## [Problem statement]
Reproduce exactly the lines beginning with the line that contains "query | office chair" and ending at the final line of the material below.

Items from a dataset:
■ ■ ■ ■ ■ ■ ■
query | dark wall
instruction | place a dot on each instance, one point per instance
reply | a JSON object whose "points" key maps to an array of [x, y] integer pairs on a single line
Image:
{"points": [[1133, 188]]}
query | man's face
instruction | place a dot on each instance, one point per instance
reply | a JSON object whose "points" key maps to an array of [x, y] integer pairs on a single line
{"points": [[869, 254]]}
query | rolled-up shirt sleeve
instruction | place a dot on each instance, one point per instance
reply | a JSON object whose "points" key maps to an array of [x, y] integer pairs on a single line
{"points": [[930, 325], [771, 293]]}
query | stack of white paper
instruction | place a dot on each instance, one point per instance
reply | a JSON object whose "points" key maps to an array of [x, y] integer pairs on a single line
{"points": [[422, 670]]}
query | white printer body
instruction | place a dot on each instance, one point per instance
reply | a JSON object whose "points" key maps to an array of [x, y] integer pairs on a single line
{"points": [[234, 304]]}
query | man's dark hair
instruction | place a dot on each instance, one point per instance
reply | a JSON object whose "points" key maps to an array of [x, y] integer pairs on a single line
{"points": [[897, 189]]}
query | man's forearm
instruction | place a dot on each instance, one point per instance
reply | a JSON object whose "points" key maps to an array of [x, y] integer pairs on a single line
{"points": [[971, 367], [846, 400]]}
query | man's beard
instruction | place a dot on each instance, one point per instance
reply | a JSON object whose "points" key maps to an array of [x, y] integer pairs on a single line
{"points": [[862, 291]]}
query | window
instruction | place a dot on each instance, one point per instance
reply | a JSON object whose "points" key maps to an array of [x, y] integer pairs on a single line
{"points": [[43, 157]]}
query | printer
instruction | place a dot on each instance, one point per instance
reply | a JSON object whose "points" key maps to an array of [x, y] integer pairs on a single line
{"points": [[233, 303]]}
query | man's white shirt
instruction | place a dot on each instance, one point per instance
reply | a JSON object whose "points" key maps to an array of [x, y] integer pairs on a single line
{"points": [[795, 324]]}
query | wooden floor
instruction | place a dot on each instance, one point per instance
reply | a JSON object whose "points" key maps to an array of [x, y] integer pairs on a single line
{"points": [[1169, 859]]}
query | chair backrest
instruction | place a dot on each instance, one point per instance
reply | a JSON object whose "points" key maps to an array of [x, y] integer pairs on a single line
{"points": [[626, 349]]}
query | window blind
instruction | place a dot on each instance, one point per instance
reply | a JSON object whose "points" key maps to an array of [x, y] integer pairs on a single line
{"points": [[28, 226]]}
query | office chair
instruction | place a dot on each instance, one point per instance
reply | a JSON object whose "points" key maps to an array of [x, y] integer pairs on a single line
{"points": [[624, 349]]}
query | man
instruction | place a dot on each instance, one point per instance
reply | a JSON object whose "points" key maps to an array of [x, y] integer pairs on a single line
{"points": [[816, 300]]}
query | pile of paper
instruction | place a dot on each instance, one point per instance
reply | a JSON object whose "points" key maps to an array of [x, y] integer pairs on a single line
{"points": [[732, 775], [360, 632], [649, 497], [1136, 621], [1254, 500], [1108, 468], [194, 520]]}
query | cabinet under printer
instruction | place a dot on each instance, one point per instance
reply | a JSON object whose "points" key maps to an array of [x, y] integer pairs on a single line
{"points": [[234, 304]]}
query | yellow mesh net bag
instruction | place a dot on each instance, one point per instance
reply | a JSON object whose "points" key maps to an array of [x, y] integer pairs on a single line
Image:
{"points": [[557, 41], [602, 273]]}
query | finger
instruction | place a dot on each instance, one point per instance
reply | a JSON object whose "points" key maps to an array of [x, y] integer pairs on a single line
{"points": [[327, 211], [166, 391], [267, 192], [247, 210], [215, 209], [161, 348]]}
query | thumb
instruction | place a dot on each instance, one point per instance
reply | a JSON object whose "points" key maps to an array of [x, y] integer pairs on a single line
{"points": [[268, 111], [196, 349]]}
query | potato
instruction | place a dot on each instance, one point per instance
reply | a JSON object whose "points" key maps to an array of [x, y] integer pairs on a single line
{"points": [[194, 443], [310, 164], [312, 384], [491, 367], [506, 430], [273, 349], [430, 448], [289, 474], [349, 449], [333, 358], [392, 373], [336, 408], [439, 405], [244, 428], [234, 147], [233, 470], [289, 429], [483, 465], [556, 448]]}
■ ■ ■ ■ ■ ■ ■
## [Task result]
query | office chair
instruction | place a dot on each instance, one point per instance
reply | a JSON object whose "points" key maps to an array of [x, y] integer pairs on a single line
{"points": [[624, 349]]}
query | man
instruction | place a dot on each instance, one point per instance
reply | a JSON object whose "points" key maps to an array of [x, y] integer pairs on a single line
{"points": [[816, 300]]}
query | pile of paper
instruction | place a dot on each instance, one point per instance
reply | a JSON object whose "points" key maps to an array of [x, y] integer pairs on a single line
{"points": [[732, 775], [360, 632], [649, 497], [1136, 621], [1254, 500], [1108, 468], [194, 520]]}
query | cabinet under printer
instruction | place a dot on each instance, one point per instance
reply | a JSON object whose "points" key maps to an array of [x, y] integer pairs on a single line
{"points": [[234, 304]]}
query | yellow mesh net bag
instruction | place a dot on each instance, one point per instance
reply | a JSON object whose "points" key maps to an array of [x, y] integer pairs on a single line
Image:
{"points": [[557, 41], [602, 273]]}
query | finger
instruction | place a dot on each instance, one point per instance
reply | a JSON object whose "points" key maps to an array of [x, y] integer pairs on a single line
{"points": [[327, 211], [166, 391], [267, 192], [247, 210], [215, 209], [161, 348]]}
query | thumb
instruction | place a dot on each instance, one point per instance
reply | a JSON object whose "points" key maps to an array of [x, y] integer pairs on a single line
{"points": [[268, 111], [196, 349]]}
query | potato
instruction | place a dot on each instance, one point per instance
reply | a JSON object whose "points" key maps to an array of [x, y] integer pairs on a single line
{"points": [[194, 443], [310, 164], [312, 384], [491, 367], [506, 430], [273, 349], [430, 448], [289, 474], [349, 449], [333, 358], [392, 373], [336, 408], [439, 405], [244, 428], [234, 147], [233, 470], [289, 429], [483, 465], [556, 448]]}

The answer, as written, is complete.